Copy out every line of the entries that contains the word "hand", matching its case exactly.
___ The input
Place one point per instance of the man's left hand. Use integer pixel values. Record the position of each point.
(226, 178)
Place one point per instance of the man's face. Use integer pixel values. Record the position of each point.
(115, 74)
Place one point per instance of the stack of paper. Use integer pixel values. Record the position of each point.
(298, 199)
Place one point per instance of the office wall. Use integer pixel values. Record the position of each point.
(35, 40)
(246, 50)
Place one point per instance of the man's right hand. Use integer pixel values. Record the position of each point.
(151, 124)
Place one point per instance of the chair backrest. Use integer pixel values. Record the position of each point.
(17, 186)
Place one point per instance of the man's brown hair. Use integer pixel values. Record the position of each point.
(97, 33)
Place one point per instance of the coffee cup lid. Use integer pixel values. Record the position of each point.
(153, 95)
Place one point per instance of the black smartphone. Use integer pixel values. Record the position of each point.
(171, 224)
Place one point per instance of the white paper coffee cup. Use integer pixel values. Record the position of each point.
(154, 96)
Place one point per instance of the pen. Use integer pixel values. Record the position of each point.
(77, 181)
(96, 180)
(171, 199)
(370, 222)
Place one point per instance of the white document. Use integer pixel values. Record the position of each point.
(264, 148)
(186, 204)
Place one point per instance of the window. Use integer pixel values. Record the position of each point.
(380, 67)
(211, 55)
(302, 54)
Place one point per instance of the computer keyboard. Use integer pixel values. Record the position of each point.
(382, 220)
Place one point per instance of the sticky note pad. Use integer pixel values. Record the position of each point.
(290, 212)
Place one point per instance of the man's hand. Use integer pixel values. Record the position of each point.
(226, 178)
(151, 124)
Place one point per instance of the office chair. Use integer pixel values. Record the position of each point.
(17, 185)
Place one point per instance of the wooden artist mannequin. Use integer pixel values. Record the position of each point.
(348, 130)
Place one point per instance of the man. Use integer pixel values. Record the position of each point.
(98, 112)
______
___ The input
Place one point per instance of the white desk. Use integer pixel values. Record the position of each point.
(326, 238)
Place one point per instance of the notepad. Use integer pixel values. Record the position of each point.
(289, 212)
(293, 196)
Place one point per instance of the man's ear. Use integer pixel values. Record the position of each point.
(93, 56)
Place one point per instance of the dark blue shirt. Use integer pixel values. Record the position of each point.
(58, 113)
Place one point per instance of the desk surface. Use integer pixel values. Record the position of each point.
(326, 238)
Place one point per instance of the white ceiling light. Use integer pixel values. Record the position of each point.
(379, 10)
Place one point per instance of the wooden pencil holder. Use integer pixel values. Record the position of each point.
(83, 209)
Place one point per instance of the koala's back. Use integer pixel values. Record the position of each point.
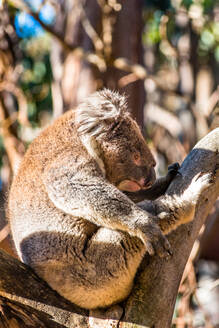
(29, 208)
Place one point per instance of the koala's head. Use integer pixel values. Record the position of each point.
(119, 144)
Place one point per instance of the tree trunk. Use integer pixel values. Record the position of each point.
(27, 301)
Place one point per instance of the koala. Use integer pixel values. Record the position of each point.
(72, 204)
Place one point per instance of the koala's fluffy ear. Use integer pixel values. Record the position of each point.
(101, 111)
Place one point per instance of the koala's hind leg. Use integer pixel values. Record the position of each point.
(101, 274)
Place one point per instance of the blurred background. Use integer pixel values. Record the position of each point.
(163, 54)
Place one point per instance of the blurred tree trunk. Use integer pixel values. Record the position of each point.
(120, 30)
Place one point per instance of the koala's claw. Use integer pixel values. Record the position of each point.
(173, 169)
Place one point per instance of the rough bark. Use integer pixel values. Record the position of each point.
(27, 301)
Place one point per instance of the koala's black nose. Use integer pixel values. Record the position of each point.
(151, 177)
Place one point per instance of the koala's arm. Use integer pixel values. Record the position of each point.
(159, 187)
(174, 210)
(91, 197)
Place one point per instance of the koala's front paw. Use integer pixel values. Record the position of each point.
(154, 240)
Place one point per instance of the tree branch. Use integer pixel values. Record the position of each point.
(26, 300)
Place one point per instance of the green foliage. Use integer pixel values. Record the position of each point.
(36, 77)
______
Exercise result -
Place one point per instance of the man's left hand. Use integer pixel values. Record the position of each point.
Place one point per instance of the man's right hand. Use integer pixel values. Record the position of each point.
Place one point per instance of the man's hand. Use integer pixel values. Record the position of each point.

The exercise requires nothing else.